(Source records)
----

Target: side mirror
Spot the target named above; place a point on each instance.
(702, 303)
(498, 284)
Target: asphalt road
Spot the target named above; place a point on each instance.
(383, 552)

----

# Written problem
Reproduce every line of the items above, including the requests, and shift each point coordinate in the answers by adding 24 to it.

# Exercise answer
Target: side mirror
Spot the target named above; place a point on each instance.
(726, 327)
(522, 308)
Target: asphalt road
Spot the target named above; place a point on each instance.
(407, 576)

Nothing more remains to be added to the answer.